[What to produce]:
How does the Python notebook excerpt below describe a tuple?

[Excerpted text]:
Create a function that checks if two lists have at least one element in common.

In [None]:
def has_something_in_common(l1, l2):
    for i1 in l1:
        for i2 in l2:
            if i1 == i2:
                return True
    return False

In [None]:
l1 = [1, 2, 3, 4, 5]
l2 = [2, 7, 8, 9, 10]
has_something_in_common(l1, l2) # Boolean

True

## More collections: Tuples, Sets, and Dictionaries

### Tuples
A tuple basically is an immutable version of a list.

In [None]:
t = (2, 3)

In [None]:
t = (0, 1, 2, [777], (2, 3))
print(t)
t = t * 2 # repetition
print(t)
t[0] = 99
print(t)

(0, 1, 2, [777], (2, 3))
(0, 1, 2, [777], (2, 3), 0, 1, 2, [777], (2, 3))


TypeError: 'tuple' object does not support item assignment

But we can still mutate mutable entries of tuples:

In [None]:
t[3].append(8)
print(t)

(0, 1, 2, [777, 8], (2, 3), 0, 1, 2, [777, 8], (2, 3))


In [None]:
# lists, strings, and tuples all support this operation

L = [1, 2, 3]
print(L + [4])

[Records for identifying positions]:
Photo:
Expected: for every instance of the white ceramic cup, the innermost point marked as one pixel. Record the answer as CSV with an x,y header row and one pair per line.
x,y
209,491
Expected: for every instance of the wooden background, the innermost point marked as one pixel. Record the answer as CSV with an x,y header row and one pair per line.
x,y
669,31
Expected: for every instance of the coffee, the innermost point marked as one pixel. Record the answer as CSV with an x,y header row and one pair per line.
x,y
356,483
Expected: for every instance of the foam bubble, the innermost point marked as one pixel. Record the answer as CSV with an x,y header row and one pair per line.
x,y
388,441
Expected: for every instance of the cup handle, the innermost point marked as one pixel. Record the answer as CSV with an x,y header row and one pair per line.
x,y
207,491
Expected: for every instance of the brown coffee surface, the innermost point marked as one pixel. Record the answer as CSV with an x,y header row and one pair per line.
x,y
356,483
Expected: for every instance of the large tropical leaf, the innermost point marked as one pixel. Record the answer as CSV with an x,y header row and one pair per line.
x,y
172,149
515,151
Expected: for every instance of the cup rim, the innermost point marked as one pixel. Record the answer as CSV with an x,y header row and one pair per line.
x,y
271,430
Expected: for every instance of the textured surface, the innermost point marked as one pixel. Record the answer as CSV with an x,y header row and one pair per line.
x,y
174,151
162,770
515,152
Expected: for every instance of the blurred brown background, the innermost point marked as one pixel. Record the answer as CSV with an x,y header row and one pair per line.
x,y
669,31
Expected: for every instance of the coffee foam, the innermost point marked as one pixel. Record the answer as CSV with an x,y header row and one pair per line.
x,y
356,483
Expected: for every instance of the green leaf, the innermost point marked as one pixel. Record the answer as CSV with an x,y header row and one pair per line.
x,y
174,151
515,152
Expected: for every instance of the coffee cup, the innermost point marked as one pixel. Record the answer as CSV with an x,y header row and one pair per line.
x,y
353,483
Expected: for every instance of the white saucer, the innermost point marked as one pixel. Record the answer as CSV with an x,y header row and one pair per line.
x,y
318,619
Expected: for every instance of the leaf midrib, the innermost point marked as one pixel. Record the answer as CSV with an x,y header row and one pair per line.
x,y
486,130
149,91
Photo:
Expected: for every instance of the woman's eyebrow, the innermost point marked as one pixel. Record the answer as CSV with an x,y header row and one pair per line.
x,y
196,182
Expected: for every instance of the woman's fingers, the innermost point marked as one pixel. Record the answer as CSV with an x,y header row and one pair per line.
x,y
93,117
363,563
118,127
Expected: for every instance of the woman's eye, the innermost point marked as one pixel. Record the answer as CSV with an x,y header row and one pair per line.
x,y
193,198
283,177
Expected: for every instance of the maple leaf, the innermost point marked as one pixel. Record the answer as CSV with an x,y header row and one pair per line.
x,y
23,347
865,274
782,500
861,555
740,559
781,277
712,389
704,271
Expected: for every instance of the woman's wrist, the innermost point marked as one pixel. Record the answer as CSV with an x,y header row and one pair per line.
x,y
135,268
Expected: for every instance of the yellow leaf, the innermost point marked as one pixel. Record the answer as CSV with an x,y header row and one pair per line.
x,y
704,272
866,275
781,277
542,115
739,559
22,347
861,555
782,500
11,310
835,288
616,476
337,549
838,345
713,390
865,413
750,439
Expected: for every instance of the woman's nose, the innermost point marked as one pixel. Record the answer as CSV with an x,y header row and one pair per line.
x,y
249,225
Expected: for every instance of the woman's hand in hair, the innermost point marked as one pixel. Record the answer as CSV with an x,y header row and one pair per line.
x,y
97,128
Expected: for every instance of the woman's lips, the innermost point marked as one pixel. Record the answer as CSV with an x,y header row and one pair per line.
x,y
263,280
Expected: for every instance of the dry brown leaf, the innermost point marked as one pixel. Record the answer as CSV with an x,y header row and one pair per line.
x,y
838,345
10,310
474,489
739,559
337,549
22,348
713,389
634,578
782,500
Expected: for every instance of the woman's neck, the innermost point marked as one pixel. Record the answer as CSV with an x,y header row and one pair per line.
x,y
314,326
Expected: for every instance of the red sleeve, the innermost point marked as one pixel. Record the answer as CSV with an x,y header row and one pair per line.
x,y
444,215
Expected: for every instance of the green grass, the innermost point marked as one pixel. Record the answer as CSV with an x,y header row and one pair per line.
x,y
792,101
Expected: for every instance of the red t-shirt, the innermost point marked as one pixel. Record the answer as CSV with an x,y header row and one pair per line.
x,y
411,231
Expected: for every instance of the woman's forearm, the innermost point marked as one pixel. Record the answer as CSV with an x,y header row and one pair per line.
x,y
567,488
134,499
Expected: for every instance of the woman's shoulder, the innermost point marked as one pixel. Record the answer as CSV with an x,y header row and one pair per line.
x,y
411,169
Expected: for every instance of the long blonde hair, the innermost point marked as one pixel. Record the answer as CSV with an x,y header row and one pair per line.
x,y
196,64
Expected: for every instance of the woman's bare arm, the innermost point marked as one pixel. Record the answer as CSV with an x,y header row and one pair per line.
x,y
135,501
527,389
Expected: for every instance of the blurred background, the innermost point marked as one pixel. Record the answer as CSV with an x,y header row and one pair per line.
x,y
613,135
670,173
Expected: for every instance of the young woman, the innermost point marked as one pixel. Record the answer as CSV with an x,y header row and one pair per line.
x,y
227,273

[Finished exercise]:
As an immutable version of a list.